▸ What this task involves:
Reproduce the passage from the text about family therapy, starting at "The path forward" and ending at "worth it for me.".

The path forward starts with parents
When I started practicing therapy ten years ago, I knew that I wanted to work with families. I think that desire came from a few places: experiencing the pain of my parents’ divorce, the pressure of portraying a “perfect family” façade, and the disappointment of having that almost-but-not-quite connection with my parents. I thought that if I could play any sort of role in parents and children experiencing something different than I had in my family, then that would be worth it for me.
Ten years later, about half of my practice is made up of families with kids of all ages. And every week, I see and hear the pain, pressure and disappointment that these families live with – parents believing that their child is too “different” or too “lost” or too “hopeless” to ever thrive in life, and children believing that their parents are too “angry” or too “distant” or too “disapproving” to ever be supportive. Some parts feel familiar to my family experience, while others are quite different. Regardless, a common question is woven throughout every family I see: “Is there something about us that is too ‘wrong’ to ever allow us to be a joyful, close family?”

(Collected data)
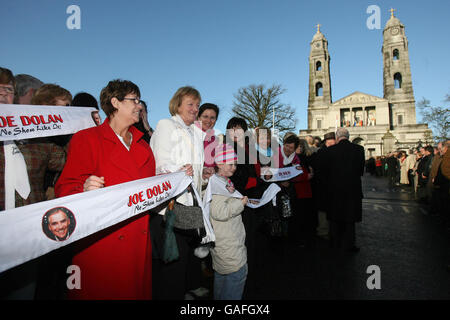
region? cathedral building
[299,9,432,158]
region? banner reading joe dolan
[0,172,192,272]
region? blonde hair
[169,87,202,116]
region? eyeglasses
[0,85,14,94]
[123,98,144,105]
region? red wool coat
[55,120,155,300]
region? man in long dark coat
[324,128,365,252]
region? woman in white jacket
[150,87,207,300]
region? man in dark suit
[324,128,365,252]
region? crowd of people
[366,144,450,219]
[0,68,449,300]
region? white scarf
[3,140,31,210]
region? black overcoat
[324,139,365,222]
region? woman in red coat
[55,80,155,299]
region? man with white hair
[324,128,365,252]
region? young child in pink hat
[210,144,248,300]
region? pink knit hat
[214,143,237,163]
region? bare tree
[417,94,450,141]
[232,84,297,132]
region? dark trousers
[289,198,318,247]
[242,203,271,299]
[330,220,355,250]
[150,214,202,300]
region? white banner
[261,166,303,182]
[0,172,192,272]
[0,104,97,141]
[203,175,281,211]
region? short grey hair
[14,74,44,97]
[336,128,350,139]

▸ Solution for this task:
The path forward starts with parents
When I started practicing therapy ten years ago, I knew that I wanted to work with families. I think that desire came from a few places: experiencing the pain of my parents’ divorce, the pressure of portraying a “perfect family” façade, and the disappointment of having that almost-but-not-quite connection with my parents. I thought that if I could play any sort of role in parents and children experiencing something different than I had in my family, then that would be worth it for me.